++++ Materials provided ++++

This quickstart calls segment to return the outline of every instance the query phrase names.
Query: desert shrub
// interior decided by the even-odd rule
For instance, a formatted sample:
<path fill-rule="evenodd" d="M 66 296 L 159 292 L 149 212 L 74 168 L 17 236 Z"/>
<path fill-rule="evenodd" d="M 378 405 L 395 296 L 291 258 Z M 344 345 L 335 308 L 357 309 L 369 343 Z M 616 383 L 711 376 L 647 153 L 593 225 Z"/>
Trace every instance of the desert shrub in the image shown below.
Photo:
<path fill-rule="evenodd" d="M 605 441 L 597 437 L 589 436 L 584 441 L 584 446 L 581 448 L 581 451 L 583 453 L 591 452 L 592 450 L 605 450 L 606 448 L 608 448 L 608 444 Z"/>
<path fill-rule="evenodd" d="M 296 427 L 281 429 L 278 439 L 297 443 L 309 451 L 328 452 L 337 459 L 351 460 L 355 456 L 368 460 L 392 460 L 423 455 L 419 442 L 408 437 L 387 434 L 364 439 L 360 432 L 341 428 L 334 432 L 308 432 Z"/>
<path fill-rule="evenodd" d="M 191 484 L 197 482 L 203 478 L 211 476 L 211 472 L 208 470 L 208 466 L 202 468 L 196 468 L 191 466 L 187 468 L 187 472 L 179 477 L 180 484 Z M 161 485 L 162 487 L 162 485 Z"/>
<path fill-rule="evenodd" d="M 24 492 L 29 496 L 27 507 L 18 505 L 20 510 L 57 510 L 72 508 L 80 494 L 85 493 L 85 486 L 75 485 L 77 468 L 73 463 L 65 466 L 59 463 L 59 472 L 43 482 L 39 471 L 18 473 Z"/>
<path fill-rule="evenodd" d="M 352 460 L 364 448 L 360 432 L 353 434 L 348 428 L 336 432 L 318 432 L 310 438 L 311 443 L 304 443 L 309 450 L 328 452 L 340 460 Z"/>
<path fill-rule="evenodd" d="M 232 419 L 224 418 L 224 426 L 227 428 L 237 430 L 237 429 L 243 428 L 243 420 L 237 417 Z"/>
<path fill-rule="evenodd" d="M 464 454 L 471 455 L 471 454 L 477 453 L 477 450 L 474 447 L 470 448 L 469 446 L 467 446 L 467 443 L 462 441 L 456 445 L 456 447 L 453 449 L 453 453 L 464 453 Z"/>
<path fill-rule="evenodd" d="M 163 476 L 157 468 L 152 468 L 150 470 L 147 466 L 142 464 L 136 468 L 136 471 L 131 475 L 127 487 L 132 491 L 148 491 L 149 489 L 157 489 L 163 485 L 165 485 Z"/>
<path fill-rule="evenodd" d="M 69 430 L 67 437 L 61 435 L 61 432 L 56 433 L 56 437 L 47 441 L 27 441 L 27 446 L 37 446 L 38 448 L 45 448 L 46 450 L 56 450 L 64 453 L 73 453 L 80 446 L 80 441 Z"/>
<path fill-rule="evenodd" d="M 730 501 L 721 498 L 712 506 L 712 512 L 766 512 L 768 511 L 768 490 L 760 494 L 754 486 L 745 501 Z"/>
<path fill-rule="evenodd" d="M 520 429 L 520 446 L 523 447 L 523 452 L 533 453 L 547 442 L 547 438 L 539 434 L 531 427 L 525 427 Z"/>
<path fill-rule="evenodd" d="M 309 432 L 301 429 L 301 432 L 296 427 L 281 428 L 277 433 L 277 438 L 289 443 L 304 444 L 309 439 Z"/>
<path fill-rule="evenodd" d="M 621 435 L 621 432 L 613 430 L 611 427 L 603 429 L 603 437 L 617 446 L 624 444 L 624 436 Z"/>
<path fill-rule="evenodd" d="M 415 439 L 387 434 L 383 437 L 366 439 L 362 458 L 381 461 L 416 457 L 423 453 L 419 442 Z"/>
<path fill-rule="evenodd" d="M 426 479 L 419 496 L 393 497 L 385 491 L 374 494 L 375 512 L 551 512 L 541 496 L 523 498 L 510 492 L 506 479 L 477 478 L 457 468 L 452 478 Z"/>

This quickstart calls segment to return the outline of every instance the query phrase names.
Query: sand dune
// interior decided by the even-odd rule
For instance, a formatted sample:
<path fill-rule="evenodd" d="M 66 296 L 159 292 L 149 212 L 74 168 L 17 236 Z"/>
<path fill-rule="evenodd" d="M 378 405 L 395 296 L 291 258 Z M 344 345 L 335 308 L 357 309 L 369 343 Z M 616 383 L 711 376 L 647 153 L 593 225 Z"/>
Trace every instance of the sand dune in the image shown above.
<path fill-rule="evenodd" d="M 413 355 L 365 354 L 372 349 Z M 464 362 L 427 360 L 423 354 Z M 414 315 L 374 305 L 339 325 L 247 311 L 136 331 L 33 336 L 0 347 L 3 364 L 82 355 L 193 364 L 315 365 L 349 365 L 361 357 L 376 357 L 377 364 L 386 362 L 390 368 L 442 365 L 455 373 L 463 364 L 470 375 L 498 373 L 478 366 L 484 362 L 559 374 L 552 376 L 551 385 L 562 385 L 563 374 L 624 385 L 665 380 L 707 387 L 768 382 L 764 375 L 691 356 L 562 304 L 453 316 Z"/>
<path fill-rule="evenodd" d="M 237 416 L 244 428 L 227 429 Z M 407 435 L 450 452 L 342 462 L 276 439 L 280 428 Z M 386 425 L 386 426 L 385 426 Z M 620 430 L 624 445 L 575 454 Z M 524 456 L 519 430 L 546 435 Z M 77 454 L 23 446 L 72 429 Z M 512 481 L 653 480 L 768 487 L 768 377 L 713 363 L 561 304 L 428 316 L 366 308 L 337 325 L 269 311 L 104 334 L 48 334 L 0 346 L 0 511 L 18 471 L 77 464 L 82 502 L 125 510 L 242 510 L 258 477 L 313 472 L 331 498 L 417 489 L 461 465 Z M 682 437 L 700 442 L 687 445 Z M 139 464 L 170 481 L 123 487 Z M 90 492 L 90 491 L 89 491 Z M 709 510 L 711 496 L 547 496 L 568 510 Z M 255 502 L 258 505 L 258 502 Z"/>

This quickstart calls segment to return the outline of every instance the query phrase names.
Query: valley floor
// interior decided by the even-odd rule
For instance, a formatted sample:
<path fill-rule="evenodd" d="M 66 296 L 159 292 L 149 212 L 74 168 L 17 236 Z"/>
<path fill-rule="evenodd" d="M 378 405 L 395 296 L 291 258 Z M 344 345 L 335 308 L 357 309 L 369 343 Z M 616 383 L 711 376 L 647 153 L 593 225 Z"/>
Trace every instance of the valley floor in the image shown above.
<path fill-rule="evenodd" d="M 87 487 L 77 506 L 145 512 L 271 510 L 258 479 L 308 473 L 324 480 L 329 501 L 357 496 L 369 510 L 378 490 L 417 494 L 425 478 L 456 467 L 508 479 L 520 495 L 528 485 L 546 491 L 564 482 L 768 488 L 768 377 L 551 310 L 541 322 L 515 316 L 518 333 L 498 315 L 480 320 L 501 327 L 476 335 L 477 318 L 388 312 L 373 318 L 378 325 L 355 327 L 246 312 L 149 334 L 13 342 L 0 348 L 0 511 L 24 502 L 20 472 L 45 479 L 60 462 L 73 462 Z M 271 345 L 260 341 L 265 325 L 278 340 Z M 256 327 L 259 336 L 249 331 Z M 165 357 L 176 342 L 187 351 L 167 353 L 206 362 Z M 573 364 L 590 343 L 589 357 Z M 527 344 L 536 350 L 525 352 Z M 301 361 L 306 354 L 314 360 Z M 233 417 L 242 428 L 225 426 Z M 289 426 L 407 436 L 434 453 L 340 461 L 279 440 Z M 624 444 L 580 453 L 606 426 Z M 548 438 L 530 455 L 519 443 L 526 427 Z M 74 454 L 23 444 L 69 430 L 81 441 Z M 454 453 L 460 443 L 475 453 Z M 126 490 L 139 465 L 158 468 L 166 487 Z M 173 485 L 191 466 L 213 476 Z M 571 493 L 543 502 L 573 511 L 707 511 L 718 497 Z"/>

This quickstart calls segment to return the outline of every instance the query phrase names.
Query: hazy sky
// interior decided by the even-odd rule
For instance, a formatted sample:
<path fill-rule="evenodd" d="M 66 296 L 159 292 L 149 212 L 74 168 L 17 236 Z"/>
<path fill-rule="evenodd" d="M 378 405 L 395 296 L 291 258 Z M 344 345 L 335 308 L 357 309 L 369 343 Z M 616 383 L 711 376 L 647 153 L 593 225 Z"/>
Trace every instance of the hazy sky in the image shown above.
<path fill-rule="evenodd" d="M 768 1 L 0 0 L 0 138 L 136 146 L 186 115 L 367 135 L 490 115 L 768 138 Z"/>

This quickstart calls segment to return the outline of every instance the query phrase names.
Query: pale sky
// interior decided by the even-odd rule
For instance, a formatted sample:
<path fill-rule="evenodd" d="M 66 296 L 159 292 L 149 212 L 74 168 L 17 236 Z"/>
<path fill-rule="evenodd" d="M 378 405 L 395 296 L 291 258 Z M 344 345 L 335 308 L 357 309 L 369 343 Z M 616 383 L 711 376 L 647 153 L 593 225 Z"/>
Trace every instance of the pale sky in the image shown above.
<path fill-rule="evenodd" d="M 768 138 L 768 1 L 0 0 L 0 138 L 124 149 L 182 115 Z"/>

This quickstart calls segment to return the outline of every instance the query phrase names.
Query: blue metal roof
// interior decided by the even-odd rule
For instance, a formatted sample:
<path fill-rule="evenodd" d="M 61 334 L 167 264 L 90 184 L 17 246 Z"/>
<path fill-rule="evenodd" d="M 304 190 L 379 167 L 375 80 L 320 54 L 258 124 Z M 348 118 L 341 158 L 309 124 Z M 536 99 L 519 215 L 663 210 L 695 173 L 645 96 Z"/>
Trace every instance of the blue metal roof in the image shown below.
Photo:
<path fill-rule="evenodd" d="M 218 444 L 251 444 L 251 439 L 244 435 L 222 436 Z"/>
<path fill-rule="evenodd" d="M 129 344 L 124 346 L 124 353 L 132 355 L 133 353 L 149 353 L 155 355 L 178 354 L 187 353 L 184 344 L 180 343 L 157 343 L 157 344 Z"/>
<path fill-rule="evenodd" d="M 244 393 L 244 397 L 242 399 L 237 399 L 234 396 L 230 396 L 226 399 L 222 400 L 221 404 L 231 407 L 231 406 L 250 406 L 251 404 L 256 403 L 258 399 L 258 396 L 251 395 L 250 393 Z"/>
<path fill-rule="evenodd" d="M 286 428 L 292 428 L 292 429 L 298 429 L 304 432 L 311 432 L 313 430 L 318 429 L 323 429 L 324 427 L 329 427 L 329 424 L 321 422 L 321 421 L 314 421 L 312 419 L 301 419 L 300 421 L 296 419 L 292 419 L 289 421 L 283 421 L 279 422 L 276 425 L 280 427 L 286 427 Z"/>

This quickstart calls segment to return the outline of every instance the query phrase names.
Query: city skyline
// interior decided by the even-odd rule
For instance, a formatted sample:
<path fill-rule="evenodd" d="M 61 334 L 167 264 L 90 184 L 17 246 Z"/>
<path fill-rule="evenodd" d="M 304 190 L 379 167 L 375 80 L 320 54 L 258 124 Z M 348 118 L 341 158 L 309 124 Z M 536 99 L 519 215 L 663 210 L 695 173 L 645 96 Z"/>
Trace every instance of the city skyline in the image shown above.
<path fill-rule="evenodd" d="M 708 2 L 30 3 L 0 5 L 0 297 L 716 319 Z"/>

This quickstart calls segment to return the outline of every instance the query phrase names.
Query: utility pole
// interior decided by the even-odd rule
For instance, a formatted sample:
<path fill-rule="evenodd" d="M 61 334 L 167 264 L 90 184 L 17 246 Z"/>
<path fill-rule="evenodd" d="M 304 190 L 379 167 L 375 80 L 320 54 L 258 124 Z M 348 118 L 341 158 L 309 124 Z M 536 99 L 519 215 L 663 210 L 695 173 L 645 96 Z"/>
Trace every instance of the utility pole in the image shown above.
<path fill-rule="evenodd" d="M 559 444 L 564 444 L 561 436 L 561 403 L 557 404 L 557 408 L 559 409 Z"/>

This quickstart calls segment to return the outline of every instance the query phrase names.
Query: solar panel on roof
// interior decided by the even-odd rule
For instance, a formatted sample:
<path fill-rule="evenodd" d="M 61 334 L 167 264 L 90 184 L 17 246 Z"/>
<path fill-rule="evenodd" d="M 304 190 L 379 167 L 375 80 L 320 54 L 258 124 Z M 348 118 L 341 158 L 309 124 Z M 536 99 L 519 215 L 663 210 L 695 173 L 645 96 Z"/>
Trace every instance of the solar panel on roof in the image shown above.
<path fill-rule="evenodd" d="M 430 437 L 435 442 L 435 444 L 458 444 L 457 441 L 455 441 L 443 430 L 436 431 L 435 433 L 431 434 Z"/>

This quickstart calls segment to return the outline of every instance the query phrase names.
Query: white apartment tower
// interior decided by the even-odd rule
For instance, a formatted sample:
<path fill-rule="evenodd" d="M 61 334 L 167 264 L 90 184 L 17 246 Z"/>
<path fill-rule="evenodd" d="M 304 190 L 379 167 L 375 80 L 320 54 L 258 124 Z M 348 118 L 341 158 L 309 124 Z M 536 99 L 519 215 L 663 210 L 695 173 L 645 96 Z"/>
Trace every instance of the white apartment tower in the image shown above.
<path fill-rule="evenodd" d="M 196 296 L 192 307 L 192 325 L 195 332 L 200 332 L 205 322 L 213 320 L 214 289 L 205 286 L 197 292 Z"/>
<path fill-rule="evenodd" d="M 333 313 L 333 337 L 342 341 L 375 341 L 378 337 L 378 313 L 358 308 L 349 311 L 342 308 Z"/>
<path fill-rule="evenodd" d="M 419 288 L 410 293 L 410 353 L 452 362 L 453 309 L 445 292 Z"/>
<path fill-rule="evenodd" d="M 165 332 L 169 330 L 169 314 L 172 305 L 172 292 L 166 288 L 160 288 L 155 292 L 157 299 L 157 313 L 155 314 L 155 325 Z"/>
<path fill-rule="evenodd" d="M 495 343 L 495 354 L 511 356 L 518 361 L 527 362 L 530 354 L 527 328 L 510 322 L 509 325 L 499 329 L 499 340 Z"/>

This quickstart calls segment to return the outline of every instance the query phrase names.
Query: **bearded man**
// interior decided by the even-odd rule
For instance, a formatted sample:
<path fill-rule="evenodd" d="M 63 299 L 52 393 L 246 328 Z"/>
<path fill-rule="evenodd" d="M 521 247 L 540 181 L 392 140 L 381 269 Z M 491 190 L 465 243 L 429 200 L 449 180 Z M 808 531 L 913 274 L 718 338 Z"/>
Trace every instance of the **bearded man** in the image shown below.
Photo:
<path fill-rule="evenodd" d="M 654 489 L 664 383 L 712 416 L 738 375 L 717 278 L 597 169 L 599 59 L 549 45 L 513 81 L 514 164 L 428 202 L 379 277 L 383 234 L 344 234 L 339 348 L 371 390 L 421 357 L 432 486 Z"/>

++++

Show every line in the items above that contains the word "panel", copying each line in full. Case counts.

**Task response:**
Query: solar panel on roof
Trace every instance of the solar panel on roof in the image shown above.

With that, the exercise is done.